WHAT IS NEEDED:
Reproduce every line of the records below, requests included, and shift each point coordinate in the answers by adding 48 to it.

########################################

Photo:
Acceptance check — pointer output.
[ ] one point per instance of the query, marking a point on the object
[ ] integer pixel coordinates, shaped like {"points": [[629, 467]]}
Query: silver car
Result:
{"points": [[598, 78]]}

########################################

WRITTEN RESPONSE:
Photo:
Acceptance check — pointer output.
[ ] one point per instance of the query, marking a point on the object
[ ] integer pixel coordinates, shaped like {"points": [[629, 467]]}
Query: silver car
Result:
{"points": [[646, 126]]}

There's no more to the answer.